(Photo-based referring expression data)

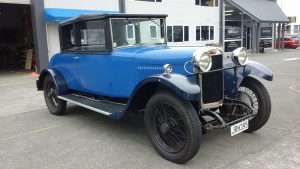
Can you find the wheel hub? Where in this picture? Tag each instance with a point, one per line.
(164, 128)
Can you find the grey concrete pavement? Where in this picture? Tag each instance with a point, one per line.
(30, 137)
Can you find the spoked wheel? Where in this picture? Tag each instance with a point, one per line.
(168, 128)
(256, 95)
(173, 126)
(55, 105)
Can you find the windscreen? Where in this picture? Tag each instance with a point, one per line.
(137, 31)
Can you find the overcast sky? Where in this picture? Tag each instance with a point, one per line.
(290, 7)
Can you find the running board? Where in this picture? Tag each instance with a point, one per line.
(104, 107)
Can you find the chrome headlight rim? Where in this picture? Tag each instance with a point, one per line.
(240, 56)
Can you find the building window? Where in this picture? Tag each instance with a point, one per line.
(198, 37)
(206, 2)
(296, 28)
(153, 31)
(92, 36)
(150, 0)
(186, 33)
(211, 33)
(205, 33)
(170, 33)
(178, 33)
(130, 32)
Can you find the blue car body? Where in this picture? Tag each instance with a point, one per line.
(133, 73)
(117, 74)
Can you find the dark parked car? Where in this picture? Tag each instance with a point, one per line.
(119, 63)
(289, 43)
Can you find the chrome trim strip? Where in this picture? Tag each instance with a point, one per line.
(85, 106)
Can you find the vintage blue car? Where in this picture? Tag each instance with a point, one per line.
(119, 63)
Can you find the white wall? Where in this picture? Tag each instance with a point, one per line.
(108, 5)
(180, 12)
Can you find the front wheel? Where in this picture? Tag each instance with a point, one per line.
(259, 100)
(173, 127)
(55, 105)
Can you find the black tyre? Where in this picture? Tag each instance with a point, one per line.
(260, 102)
(173, 127)
(55, 105)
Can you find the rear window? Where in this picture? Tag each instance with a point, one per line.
(92, 36)
(68, 37)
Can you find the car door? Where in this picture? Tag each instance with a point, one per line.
(66, 61)
(93, 63)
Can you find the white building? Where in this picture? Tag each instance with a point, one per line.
(189, 22)
(291, 9)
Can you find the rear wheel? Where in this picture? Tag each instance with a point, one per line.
(173, 126)
(55, 105)
(259, 100)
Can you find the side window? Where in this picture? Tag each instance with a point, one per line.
(130, 32)
(178, 33)
(198, 35)
(153, 31)
(67, 37)
(170, 33)
(92, 36)
(211, 33)
(186, 33)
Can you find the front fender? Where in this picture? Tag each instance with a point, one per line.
(179, 84)
(59, 81)
(252, 68)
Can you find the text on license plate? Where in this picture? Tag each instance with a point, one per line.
(239, 127)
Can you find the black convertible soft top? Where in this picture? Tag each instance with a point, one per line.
(85, 17)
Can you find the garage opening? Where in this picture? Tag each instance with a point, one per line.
(16, 40)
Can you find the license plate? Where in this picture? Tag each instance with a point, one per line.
(239, 127)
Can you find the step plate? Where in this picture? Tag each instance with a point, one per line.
(103, 107)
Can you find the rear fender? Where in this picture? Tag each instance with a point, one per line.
(59, 80)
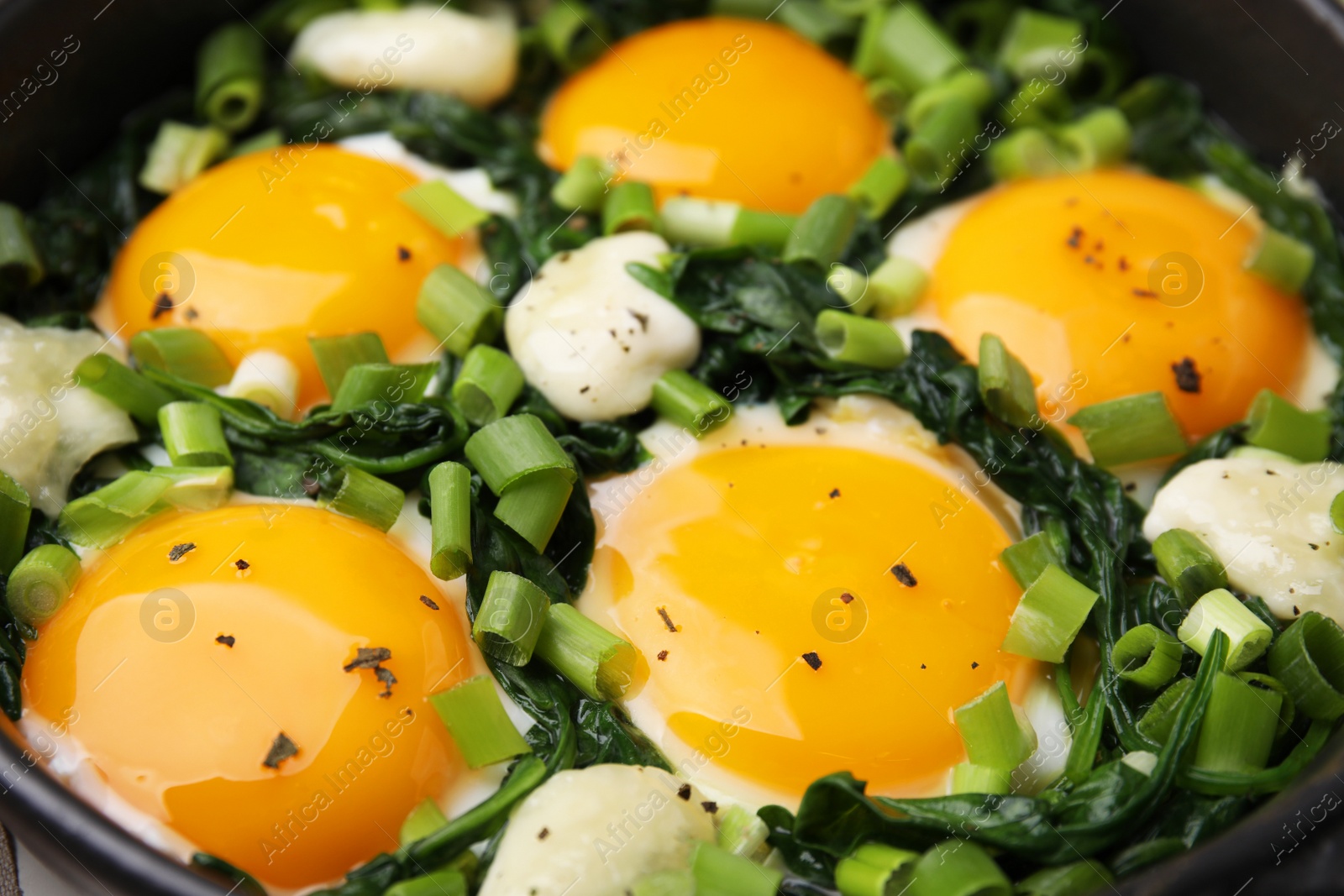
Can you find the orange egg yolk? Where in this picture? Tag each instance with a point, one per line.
(269, 249)
(179, 723)
(1105, 281)
(763, 559)
(722, 109)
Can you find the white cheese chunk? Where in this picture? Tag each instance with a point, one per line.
(597, 831)
(1269, 523)
(591, 338)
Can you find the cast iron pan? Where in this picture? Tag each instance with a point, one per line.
(1272, 69)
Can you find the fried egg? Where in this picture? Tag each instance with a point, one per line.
(808, 600)
(719, 107)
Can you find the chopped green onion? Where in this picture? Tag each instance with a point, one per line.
(390, 383)
(230, 74)
(1308, 658)
(1158, 721)
(1027, 559)
(1189, 564)
(1238, 727)
(1124, 430)
(423, 821)
(514, 448)
(996, 734)
(690, 403)
(40, 584)
(595, 660)
(179, 154)
(1147, 656)
(457, 311)
(862, 342)
(15, 512)
(472, 712)
(969, 85)
(450, 519)
(721, 873)
(534, 506)
(937, 147)
(880, 186)
(1284, 261)
(336, 355)
(17, 249)
(1037, 40)
(487, 385)
(443, 207)
(1277, 425)
(183, 352)
(104, 517)
(367, 499)
(194, 434)
(510, 618)
(1097, 140)
(582, 186)
(875, 869)
(897, 286)
(1048, 617)
(573, 34)
(1220, 610)
(629, 206)
(743, 833)
(958, 868)
(823, 233)
(969, 778)
(1005, 383)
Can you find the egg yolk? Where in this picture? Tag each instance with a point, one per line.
(178, 719)
(1116, 282)
(783, 640)
(721, 109)
(269, 249)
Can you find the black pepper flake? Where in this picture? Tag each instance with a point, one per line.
(281, 748)
(1187, 378)
(179, 551)
(904, 575)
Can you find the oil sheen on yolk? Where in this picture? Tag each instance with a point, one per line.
(1059, 269)
(748, 553)
(269, 249)
(719, 109)
(179, 725)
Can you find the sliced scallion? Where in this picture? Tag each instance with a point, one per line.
(450, 519)
(457, 311)
(996, 734)
(1220, 610)
(40, 584)
(1308, 658)
(443, 207)
(1274, 423)
(1189, 564)
(690, 403)
(366, 497)
(472, 712)
(185, 352)
(1131, 429)
(862, 342)
(1048, 617)
(595, 660)
(1147, 656)
(510, 618)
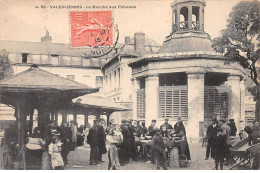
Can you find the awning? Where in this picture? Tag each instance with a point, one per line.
(37, 84)
(96, 103)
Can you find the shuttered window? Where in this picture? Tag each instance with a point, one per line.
(141, 103)
(173, 101)
(215, 101)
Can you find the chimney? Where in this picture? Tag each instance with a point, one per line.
(139, 42)
(127, 39)
(47, 38)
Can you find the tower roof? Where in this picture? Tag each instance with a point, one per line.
(188, 41)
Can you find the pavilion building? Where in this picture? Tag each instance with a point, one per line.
(187, 78)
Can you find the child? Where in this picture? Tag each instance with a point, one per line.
(114, 137)
(219, 143)
(158, 149)
(55, 153)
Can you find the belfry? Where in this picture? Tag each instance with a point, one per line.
(187, 78)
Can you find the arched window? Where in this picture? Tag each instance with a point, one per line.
(195, 18)
(184, 18)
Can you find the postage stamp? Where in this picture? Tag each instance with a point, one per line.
(93, 29)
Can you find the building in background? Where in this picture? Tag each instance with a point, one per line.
(118, 75)
(55, 58)
(187, 78)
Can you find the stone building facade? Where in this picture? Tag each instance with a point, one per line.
(187, 78)
(117, 73)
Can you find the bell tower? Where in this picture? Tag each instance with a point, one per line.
(187, 33)
(188, 15)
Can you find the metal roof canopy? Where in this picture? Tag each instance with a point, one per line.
(95, 105)
(38, 89)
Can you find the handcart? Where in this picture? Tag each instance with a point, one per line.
(243, 154)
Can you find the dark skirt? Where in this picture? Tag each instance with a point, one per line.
(33, 159)
(102, 147)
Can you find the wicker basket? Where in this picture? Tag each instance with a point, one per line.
(183, 161)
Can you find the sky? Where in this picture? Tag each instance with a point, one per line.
(21, 21)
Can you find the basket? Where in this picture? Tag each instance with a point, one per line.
(253, 150)
(235, 148)
(183, 161)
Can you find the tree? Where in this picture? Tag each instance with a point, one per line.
(240, 41)
(5, 67)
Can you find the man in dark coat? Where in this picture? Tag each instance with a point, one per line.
(166, 124)
(101, 140)
(124, 153)
(219, 144)
(144, 129)
(138, 129)
(233, 129)
(181, 132)
(65, 134)
(93, 142)
(211, 132)
(133, 146)
(152, 128)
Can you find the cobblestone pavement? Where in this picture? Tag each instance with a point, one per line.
(79, 160)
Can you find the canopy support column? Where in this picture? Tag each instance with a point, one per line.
(64, 117)
(56, 118)
(52, 117)
(21, 117)
(31, 122)
(41, 121)
(75, 118)
(86, 120)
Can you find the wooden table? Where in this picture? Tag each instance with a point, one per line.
(172, 145)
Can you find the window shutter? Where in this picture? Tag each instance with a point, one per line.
(173, 101)
(141, 103)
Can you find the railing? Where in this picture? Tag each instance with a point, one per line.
(184, 25)
(195, 25)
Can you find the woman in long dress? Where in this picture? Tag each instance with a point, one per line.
(34, 150)
(86, 131)
(114, 137)
(55, 153)
(180, 131)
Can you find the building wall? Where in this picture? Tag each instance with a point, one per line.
(81, 75)
(117, 87)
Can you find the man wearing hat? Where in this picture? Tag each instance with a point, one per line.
(124, 154)
(233, 129)
(93, 142)
(211, 133)
(166, 124)
(152, 128)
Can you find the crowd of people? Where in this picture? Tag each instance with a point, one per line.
(48, 148)
(45, 148)
(219, 141)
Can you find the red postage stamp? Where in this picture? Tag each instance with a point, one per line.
(91, 29)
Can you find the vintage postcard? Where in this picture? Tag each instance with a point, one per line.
(129, 85)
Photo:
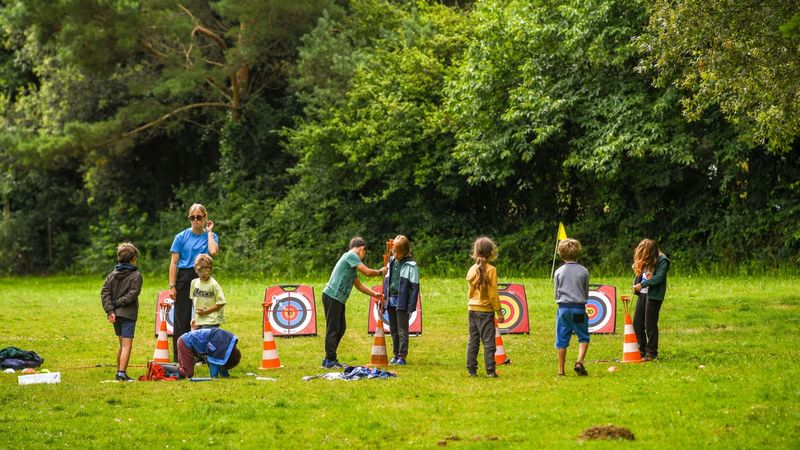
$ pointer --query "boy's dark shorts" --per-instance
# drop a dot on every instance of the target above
(568, 321)
(125, 327)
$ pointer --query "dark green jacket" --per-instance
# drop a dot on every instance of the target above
(657, 284)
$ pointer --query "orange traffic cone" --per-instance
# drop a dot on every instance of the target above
(379, 358)
(161, 353)
(269, 357)
(500, 357)
(630, 346)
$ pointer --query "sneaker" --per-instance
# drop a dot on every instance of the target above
(124, 377)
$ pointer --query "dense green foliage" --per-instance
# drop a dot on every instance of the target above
(302, 123)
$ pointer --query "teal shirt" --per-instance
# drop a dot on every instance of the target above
(657, 284)
(342, 278)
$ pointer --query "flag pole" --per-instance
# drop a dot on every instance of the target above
(560, 236)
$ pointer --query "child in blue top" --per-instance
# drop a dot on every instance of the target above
(187, 245)
(336, 292)
(650, 266)
(572, 293)
(401, 288)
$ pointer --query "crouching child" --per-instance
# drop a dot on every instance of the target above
(217, 345)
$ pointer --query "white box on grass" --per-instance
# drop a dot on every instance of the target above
(49, 378)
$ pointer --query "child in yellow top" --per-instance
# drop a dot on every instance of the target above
(484, 304)
(207, 297)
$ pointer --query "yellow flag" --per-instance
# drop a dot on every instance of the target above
(562, 233)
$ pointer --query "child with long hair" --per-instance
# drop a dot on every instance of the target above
(650, 266)
(484, 305)
(572, 293)
(120, 298)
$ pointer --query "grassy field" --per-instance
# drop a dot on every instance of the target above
(727, 377)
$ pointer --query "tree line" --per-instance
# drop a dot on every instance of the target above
(302, 123)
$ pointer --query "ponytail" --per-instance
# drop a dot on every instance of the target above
(483, 251)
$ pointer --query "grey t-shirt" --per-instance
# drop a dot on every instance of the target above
(572, 284)
(344, 274)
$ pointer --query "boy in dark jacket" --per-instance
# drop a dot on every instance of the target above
(401, 289)
(120, 297)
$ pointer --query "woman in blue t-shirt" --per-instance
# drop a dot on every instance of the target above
(199, 238)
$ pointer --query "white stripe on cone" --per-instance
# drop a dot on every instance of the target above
(630, 347)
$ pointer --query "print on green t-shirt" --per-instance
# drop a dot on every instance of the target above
(344, 274)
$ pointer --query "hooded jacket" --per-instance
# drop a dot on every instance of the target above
(408, 288)
(120, 293)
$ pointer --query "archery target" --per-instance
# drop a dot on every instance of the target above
(601, 308)
(514, 303)
(414, 320)
(291, 310)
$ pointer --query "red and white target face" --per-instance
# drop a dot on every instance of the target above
(601, 309)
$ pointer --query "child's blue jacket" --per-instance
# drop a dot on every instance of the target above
(408, 289)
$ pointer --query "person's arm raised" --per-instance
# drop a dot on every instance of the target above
(371, 272)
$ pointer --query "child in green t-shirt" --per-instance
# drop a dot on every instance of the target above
(336, 292)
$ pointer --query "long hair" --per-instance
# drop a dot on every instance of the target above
(645, 257)
(401, 244)
(483, 251)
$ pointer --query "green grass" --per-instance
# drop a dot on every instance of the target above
(743, 330)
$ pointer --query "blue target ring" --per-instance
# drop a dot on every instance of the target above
(290, 313)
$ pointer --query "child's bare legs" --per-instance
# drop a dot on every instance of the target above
(124, 353)
(582, 351)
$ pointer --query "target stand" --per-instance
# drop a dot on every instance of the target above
(414, 320)
(601, 308)
(163, 295)
(292, 310)
(514, 304)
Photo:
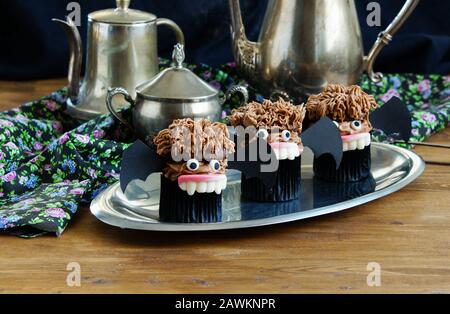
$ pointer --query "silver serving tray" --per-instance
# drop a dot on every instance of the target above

> _Directions_
Lines holding the word "yellow" are the answer; copy every one from the records above.

> _Output below_
$ pointer --query "child in yellow top" --per-instance
$ pointer --query "yellow flag" --per-instance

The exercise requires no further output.